§ **DOCUMENT SECTION**:
= = = = =

◆ dlamc5()

subroutine dlamc5	(	integer	BETA,
		integer	P,
		integer	EMIN,
		logical	IEEE,
		integer	EMAX,
		double precision	RMAX
	)

DLAMC5

Purpose:

 DLAMC5 attempts to compute RMAX, the largest machine floating-point
 number, without overflow.  It assumes that EMAX + abs(EMIN) sum
 approximately to a power of 2.  It will fail on machines where this
 assumption does not hold, for example, the Cyber 205 (EMIN = -28625,
 EMAX = 28718).  It will also fail if the value supplied for EMIN is
 too large (i.e. too close to zero), probably with overflow.

Parameters

[in]	BETA	The base of floating-point arithmetic.
[in]	P	The number of base BETA digits in the mantissa of a floating-point value.
[in]	EMIN	The minimum exponent before (gradual) underflow.
[in]	IEEE	A logical flag specifying whether or not the arithmetic system is thought to comply with the IEEE standard.

= = = = =

§ **RECORDS**:
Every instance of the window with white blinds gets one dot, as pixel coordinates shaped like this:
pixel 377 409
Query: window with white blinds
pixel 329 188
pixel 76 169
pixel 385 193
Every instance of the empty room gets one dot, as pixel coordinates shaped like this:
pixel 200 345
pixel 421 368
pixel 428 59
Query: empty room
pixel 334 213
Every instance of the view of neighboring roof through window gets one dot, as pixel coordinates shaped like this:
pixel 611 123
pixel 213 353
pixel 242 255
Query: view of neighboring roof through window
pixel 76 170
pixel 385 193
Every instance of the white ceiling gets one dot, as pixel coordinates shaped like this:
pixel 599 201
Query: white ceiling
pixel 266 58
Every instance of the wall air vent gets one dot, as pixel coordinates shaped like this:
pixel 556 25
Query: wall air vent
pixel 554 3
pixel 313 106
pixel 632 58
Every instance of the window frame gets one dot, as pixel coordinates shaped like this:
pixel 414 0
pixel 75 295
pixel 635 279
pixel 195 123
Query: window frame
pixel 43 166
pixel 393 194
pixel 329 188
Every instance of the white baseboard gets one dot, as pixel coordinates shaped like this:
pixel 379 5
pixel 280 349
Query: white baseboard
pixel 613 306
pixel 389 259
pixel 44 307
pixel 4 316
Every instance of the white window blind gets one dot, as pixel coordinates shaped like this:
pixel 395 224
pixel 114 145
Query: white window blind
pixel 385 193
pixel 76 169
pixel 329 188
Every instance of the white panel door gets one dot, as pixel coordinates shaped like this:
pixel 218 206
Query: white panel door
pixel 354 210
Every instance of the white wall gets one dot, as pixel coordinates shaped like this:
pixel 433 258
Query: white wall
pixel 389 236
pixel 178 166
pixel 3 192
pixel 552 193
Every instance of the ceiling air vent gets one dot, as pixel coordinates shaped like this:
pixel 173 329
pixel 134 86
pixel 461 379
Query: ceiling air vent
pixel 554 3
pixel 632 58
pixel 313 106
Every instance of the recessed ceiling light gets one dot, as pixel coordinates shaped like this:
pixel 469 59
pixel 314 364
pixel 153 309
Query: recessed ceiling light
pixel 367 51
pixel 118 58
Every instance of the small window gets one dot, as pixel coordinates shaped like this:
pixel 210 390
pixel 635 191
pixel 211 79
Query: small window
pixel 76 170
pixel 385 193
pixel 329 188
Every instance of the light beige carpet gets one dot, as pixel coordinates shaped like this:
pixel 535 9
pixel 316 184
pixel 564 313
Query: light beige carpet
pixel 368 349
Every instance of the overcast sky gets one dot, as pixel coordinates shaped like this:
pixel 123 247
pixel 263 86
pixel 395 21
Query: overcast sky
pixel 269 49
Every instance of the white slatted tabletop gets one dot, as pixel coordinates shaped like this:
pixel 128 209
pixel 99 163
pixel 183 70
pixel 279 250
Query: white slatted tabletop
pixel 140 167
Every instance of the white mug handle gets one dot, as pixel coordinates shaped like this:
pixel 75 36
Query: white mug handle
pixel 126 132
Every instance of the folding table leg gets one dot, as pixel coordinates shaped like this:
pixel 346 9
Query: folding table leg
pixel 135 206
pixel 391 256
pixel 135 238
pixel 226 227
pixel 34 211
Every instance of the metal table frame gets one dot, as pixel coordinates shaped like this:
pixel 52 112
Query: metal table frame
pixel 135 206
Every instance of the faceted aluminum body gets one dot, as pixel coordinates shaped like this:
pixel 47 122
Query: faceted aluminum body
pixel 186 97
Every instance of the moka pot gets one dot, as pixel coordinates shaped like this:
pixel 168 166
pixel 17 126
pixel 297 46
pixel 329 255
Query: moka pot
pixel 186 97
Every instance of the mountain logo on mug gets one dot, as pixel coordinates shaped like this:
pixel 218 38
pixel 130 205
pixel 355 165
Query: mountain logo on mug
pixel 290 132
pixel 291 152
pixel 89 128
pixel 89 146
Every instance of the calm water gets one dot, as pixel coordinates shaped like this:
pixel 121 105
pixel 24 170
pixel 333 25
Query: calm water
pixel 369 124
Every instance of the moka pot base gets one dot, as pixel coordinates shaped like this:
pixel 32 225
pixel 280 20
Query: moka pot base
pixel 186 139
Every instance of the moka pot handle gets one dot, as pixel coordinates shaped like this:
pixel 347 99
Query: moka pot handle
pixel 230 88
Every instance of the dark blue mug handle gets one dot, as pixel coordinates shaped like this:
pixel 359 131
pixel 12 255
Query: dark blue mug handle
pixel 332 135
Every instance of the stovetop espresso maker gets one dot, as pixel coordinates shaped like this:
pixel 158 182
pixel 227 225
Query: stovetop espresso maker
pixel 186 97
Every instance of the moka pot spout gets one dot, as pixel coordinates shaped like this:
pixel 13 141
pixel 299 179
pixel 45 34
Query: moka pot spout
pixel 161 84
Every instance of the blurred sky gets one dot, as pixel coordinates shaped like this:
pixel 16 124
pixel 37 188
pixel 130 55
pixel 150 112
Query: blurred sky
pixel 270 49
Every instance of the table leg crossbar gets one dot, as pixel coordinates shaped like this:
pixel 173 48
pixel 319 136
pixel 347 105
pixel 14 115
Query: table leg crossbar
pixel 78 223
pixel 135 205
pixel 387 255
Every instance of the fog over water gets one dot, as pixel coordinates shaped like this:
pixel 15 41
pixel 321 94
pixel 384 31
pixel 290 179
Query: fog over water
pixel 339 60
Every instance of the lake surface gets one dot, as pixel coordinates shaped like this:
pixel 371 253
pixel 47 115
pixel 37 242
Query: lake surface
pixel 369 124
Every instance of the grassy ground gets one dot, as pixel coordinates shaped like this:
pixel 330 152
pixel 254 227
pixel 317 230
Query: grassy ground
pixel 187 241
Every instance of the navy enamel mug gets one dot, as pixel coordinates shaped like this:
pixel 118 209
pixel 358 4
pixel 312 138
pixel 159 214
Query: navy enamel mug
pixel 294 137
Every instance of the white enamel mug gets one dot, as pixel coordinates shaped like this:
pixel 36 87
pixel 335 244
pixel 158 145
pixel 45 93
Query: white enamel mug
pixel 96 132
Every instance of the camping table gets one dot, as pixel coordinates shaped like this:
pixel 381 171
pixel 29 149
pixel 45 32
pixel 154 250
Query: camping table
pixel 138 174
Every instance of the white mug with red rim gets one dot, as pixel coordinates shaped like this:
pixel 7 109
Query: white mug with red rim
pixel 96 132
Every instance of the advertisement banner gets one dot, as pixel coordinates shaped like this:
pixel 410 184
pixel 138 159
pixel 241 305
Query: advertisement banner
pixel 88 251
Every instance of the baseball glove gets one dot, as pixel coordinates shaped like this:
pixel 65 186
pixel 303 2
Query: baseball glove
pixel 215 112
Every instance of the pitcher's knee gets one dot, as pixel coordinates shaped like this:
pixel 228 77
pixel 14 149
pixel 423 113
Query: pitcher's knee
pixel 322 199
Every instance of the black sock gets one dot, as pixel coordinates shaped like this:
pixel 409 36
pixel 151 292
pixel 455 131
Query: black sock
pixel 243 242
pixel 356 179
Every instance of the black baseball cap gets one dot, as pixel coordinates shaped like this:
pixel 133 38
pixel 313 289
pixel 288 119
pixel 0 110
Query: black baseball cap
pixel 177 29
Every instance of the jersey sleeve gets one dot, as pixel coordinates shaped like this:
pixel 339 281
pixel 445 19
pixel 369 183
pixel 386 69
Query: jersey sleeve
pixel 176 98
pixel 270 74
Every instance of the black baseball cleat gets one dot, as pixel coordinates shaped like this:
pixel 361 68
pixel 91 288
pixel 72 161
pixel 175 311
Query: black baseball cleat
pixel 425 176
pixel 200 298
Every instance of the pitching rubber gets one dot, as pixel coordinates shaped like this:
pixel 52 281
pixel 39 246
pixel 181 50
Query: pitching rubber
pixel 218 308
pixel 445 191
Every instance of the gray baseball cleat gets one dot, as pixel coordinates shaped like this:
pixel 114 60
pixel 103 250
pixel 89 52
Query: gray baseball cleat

= = = = =

§ **DIRECTIVES**:
**a)** Answer these from the DLAMC5 documentation:
(i) Which machine is named as one where DLAMC5 will fail?
(ii) What does the EMIN parameter represent?
(iii) What type is RMAX declared as?
**b)** Copy everything in the DLAMC5 documentation from "DLAMC5 attempts to" down to "the IEEE standard.".
**c)** Write what comes next in the DLAMC5 documentation, picking up right after its last line.

§ **OUTPUTS**:
**a)**
(i) The Cyber 205.
(ii) The minimum exponent before (gradual) underflow.
(iii) Double precision.

**b)**
DLAMC5 attempts to compute RMAX, the largest machine floating-point
 number, without overflow.  It assumes that EMAX + abs(EMIN) sum
 approximately to a power of 2.  It will fail on machines where this
 assumption does not hold, for example, the Cyber 205 (EMIN = -28625,
 EMAX = 28718).  It will also fail if the value supplied for EMIN is
 too large (i.e. too close to zero), probably with overflow.

Parameters

[in]	BETA	The base of floating-point arithmetic.
[in]	P	The number of base BETA digits in the mantissa of a floating-point value.
[in]	EMIN	The minimum exponent before (gradual) underflow.
[in]	IEEE	A logical flag specifying whether or not the arithmetic system is thought to comply with the IEEE standard.

**c)**
[out]	EMAX	The largest exponent before overflow
[out]	RMAX	The largest machine floating-point number.

Definition at line 801 of file dlamchf77.f.

 *
 *  -- LAPACK auxiliary routine (version 3.7.0) --
 *     Univ. of Tennessee, Univ. of California Berkeley and NAG Ltd..
 *     November 2010
 *
 *     .. Scalar Arguments ..
       LOGICAL            IEEE
       INTEGER            BETA, EMAX, EMIN, P
       DOUBLE PRECISION   RMAX
 *     ..
 * =====================================================================
 *
 *     .. Parameters ..
       DOUBLE PRECISION   ZERO, ONE
       parameter( zero = 0.0d0, one = 1.0d0 )
 *     ..
 *     .. Local Scalars ..
       INTEGER            EXBITS, EXPSUM, I, LEXP, NBITS, TRY, UEXP
       DOUBLE PRECISION   OLDY, RECBAS, Y, Z
 *     ..
 *     .. External Functions ..
       DOUBLE PRECISION   DLAMC3
       EXTERNAL           dlamc3
 *     ..
 *     .. Intrinsic Functions ..
       INTRINSIC          mod
 *     ..
 *     .. Executable Statements ..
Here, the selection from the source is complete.